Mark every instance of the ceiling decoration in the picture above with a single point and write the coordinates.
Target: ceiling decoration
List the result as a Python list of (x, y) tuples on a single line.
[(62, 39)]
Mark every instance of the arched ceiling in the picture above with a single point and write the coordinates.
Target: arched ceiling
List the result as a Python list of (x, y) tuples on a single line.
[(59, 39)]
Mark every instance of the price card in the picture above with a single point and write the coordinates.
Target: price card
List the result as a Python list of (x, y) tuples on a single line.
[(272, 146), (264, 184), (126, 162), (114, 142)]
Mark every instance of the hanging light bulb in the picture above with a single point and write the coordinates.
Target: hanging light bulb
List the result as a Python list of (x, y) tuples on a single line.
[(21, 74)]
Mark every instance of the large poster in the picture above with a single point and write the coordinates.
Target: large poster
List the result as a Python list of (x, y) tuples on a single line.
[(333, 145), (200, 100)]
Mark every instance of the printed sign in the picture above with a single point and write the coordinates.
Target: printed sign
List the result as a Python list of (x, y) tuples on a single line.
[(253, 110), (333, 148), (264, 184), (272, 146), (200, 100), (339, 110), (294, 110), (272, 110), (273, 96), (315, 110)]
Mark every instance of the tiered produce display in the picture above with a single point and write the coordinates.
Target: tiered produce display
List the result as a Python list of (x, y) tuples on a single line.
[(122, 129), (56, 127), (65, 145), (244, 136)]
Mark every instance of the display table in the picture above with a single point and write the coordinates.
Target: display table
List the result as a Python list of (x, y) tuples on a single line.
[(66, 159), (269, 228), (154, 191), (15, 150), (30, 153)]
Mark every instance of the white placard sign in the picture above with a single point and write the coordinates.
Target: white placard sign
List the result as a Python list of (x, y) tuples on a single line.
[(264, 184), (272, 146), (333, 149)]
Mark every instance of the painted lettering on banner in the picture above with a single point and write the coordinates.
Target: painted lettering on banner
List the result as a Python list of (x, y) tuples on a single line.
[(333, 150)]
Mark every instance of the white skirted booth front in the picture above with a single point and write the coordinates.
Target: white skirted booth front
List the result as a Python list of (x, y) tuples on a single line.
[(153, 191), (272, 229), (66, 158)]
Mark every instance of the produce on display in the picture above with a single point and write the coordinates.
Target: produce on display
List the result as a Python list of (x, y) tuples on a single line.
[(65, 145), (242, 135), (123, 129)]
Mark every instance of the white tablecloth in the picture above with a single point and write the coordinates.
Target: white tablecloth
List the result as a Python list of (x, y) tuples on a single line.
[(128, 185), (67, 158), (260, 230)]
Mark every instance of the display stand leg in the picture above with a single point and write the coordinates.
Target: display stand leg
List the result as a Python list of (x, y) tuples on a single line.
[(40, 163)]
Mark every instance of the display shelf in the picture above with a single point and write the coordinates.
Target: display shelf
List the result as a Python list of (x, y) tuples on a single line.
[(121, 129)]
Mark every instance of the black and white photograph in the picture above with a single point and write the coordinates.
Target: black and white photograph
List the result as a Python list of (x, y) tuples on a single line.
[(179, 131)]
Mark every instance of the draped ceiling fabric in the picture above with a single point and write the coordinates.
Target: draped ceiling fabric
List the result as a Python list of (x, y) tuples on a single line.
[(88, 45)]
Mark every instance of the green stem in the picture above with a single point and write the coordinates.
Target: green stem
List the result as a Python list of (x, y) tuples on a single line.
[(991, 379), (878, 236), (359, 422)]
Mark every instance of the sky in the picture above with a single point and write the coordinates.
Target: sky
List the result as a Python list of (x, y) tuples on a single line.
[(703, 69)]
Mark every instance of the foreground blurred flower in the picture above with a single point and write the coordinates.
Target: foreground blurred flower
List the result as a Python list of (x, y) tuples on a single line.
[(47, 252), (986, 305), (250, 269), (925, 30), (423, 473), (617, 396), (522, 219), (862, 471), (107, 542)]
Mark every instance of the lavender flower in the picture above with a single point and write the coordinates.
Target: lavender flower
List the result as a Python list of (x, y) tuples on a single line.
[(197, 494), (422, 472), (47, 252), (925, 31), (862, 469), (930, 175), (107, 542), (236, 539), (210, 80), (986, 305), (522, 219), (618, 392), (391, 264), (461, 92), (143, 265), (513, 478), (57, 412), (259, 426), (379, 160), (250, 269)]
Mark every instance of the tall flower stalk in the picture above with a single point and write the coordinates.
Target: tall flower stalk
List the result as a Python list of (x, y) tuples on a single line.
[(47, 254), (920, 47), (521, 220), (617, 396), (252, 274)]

::::::

* **Problem statement**:
Lines that include the word "banner" are to be extracted from the data above.

* **Response below**:
Mark every instance of the painted lettering on banner in the picture above with a single point and write the coordinates.
Target: painted lettering on banner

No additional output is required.